Task goal
Repeat, without any change, the entries presented below.

--- begin Extracted material ---

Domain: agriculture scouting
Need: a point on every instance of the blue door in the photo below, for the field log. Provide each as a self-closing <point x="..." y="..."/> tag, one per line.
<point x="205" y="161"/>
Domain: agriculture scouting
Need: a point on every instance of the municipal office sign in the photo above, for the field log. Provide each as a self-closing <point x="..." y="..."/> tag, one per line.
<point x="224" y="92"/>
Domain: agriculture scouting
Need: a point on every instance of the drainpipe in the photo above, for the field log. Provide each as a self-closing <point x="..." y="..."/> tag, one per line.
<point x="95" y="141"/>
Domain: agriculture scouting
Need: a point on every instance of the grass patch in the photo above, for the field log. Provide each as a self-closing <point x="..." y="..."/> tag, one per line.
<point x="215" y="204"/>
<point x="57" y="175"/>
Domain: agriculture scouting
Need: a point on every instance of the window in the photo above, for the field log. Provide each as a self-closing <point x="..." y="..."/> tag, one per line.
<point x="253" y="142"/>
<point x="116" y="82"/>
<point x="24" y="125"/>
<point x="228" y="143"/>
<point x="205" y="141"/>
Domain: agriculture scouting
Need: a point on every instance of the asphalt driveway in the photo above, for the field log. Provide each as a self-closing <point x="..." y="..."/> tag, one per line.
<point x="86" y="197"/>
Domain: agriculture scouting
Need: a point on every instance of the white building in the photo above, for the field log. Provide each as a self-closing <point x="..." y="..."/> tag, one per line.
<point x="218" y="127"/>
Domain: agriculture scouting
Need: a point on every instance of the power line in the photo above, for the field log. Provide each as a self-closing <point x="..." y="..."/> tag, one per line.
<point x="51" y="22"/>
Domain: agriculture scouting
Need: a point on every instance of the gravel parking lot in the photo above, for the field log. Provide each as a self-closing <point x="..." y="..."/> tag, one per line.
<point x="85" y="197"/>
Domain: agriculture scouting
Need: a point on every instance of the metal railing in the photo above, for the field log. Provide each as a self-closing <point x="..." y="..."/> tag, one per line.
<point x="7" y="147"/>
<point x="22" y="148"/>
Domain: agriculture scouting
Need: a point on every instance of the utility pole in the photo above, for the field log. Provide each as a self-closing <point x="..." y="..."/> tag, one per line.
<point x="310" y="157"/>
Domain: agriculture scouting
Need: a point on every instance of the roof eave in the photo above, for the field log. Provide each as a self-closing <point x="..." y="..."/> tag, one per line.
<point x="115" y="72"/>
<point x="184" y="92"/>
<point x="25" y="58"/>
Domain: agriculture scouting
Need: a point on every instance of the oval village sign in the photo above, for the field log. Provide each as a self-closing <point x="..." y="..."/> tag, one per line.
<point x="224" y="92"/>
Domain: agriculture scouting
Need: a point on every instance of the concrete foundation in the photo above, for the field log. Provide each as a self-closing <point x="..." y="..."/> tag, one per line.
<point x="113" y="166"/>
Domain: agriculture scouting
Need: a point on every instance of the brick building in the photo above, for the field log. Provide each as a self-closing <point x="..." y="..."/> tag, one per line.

--- end Extracted material ---

Answer below
Domain: agriculture scouting
Need: a point on every instance of the blue door in the photo below, for the field log. Provide each as a self-closing <point x="..." y="..."/> tag, one per line.
<point x="205" y="161"/>
Domain: agriculture scouting
Need: a point on every instance of the municipal office sign in the photo above, for the field log. Provide each as a self-closing <point x="..." y="..."/> tag, one per line.
<point x="224" y="92"/>
Domain: agriculture scouting
Need: a point on every instance of the drainpipe in the photo above, for the field log. Provide each as a self-closing <point x="..." y="..."/> tag, one per line.
<point x="95" y="141"/>
Domain: agriculture scouting
Need: a point on every instance of the grass patch in the photo above, for the field log. Provide each as a self-closing <point x="..." y="..."/> tag, one per line.
<point x="215" y="204"/>
<point x="57" y="175"/>
Domain: agriculture scouting
Need: a point on every instance of the window in the photo above, for the field log. Provide each as a self-closing <point x="..." y="..."/> tag, one per line.
<point x="253" y="142"/>
<point x="116" y="82"/>
<point x="24" y="125"/>
<point x="228" y="143"/>
<point x="205" y="141"/>
Domain: agriculture scouting
Need: a point on every instance of the asphalt driveway in the photo above, for the field log. Provide each as a self-closing <point x="..." y="..."/> tag, one per line.
<point x="86" y="197"/>
Domain: agriculture scouting
Need: a point on every instance of the white building in the photo above, for the field log. Provide each as a self-closing <point x="..." y="..."/> tag, one per line.
<point x="218" y="127"/>
Domain: agriculture scouting
Need: a point on every instance of the power line in the photo above, for the field log. Provide each as a self-closing <point x="..." y="..."/> tag, one per line.
<point x="51" y="22"/>
Domain: agriculture scouting
Need: a point on every instance of the gravel parking lot in the photo above, for the field log. Provide each as a self-closing <point x="..." y="..."/> tag, one per line.
<point x="85" y="197"/>
Domain: agriculture scouting
Need: a point on every instance of the metal railing in the photo above, for the field log. Provide each as a self-closing <point x="..." y="..."/> tag, one per line.
<point x="7" y="147"/>
<point x="22" y="148"/>
Domain: agriculture scouting
Need: a point on every instance of the utility pole in the photo above, for the field log. Provide each as a self-closing <point x="..." y="..."/> tag, one per line.
<point x="310" y="157"/>
Domain: agriculture scouting
Need: a point on every instance of the roof eave in the photo above, for the field log. Provide each as a self-closing <point x="..." y="..."/> tag, one per line.
<point x="115" y="72"/>
<point x="184" y="92"/>
<point x="25" y="58"/>
Domain: agriculture scouting
Need: a point on every instance of the oval village sign in the photo above, for the field log. Provide each as a self-closing <point x="..." y="..."/> tag, one per line.
<point x="224" y="92"/>
Domain: agriculture scouting
Need: a point on every instance of the concrete foundation in the photo above, for the field log. Provide each as a self-closing <point x="..." y="..."/> tag, one per line.
<point x="113" y="166"/>
Domain: agriculture scouting
Need: a point on every instance of the brick building in the photo above, for the field log. Provide each as a self-closing <point x="..." y="..."/> tag, one per line.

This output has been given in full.